* WHAT NEEDS TO BE DONE
Find every line in the material below that contains the string "bear", treating case as significant, and copy each of those lines.

+ + +

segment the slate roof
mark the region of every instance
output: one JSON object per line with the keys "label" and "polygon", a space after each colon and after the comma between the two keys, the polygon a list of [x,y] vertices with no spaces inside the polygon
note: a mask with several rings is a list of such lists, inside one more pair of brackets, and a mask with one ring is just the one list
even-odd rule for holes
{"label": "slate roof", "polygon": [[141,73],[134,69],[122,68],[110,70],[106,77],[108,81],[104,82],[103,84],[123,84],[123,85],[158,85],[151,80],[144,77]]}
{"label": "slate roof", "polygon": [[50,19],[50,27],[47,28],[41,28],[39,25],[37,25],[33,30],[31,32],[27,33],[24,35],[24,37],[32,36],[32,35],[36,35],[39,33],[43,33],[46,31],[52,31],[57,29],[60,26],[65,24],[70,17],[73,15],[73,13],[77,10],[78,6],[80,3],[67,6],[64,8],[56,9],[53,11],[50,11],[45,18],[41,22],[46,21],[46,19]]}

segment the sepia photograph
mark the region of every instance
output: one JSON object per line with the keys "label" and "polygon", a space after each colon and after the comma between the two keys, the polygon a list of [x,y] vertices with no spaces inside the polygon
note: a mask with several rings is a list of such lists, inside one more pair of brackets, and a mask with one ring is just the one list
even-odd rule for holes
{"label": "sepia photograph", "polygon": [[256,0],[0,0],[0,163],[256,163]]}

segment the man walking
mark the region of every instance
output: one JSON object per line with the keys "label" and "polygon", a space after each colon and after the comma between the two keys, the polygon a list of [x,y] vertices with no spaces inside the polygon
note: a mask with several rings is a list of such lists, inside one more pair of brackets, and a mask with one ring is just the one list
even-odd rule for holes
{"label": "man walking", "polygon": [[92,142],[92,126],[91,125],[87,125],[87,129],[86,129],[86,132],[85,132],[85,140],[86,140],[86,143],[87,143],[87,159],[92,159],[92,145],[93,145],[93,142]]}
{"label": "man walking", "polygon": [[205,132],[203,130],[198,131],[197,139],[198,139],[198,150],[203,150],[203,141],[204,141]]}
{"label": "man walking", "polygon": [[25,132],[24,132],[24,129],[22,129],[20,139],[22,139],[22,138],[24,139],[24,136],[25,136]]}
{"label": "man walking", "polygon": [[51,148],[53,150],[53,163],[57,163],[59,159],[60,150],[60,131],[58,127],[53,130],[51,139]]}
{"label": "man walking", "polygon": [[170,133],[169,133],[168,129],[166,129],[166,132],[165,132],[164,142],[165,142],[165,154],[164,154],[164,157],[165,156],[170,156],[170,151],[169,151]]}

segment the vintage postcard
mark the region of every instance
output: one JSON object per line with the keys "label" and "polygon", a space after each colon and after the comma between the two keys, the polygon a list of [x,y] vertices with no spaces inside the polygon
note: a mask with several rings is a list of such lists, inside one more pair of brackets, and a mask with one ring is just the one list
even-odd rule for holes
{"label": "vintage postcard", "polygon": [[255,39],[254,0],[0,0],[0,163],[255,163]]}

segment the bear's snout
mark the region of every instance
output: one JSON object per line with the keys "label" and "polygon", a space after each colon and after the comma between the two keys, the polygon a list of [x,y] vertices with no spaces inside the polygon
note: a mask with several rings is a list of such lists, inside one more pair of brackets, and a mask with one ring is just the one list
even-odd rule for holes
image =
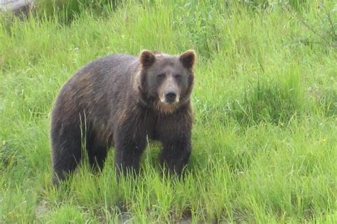
{"label": "bear's snout", "polygon": [[172,103],[177,101],[177,94],[174,91],[168,91],[165,93],[165,102]]}

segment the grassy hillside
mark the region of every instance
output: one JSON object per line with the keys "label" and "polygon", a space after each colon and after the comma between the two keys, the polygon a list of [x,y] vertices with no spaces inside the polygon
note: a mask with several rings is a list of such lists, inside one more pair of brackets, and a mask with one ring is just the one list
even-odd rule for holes
{"label": "grassy hillside", "polygon": [[[0,223],[337,223],[337,6],[290,1],[1,16]],[[186,179],[161,177],[151,145],[136,180],[116,182],[112,149],[102,175],[85,164],[53,189],[50,112],[72,74],[112,52],[190,48],[198,61]]]}

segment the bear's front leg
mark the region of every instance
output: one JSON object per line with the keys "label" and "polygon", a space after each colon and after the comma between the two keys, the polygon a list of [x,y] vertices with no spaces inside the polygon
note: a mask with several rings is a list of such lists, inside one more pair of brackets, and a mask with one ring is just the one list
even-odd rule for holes
{"label": "bear's front leg", "polygon": [[191,107],[180,113],[161,118],[156,131],[163,144],[160,162],[171,174],[181,175],[187,164],[192,147],[191,143],[193,113]]}
{"label": "bear's front leg", "polygon": [[129,136],[130,133],[117,133],[114,140],[115,166],[117,180],[121,174],[137,174],[139,161],[146,147],[146,139],[142,136]]}
{"label": "bear's front leg", "polygon": [[174,136],[162,140],[163,151],[160,162],[170,174],[181,175],[183,167],[187,164],[191,152],[191,134],[178,133]]}

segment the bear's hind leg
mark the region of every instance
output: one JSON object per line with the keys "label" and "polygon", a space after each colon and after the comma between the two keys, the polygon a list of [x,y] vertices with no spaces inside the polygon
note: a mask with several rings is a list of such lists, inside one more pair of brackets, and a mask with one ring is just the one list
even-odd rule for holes
{"label": "bear's hind leg", "polygon": [[103,169],[107,155],[107,145],[102,144],[95,137],[90,138],[87,141],[89,163],[93,172],[102,171]]}

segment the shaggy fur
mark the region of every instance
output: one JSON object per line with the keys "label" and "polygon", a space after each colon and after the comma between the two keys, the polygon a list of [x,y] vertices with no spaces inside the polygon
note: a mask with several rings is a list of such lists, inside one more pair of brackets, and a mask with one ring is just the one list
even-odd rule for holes
{"label": "shaggy fur", "polygon": [[144,50],[111,55],[75,73],[52,111],[53,182],[75,169],[82,148],[95,170],[114,146],[117,177],[137,172],[146,137],[162,142],[161,163],[180,174],[191,152],[195,58],[192,50],[178,57]]}

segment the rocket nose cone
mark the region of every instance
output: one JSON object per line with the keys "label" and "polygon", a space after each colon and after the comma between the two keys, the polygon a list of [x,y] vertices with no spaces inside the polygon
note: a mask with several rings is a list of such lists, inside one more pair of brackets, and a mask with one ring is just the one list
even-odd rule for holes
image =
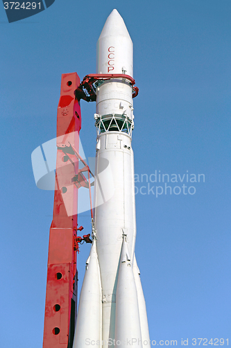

+ + +

* SOLUTION
segment the bear's snout
{"label": "bear's snout", "polygon": [[172,103],[177,101],[177,94],[174,91],[168,91],[165,93],[165,102]]}
segment the bear's front leg
{"label": "bear's front leg", "polygon": [[191,107],[180,113],[161,118],[156,131],[163,144],[160,162],[171,174],[181,175],[187,164],[192,147],[191,143],[193,113]]}
{"label": "bear's front leg", "polygon": [[129,136],[130,133],[117,133],[114,140],[115,166],[117,180],[121,174],[137,174],[139,161],[146,147],[146,139],[142,136]]}
{"label": "bear's front leg", "polygon": [[174,136],[162,140],[163,151],[160,162],[170,174],[181,175],[183,167],[187,164],[191,152],[191,134],[178,133]]}
segment the bear's hind leg
{"label": "bear's hind leg", "polygon": [[103,169],[107,155],[107,145],[102,144],[95,137],[90,138],[87,141],[89,163],[93,172],[102,171]]}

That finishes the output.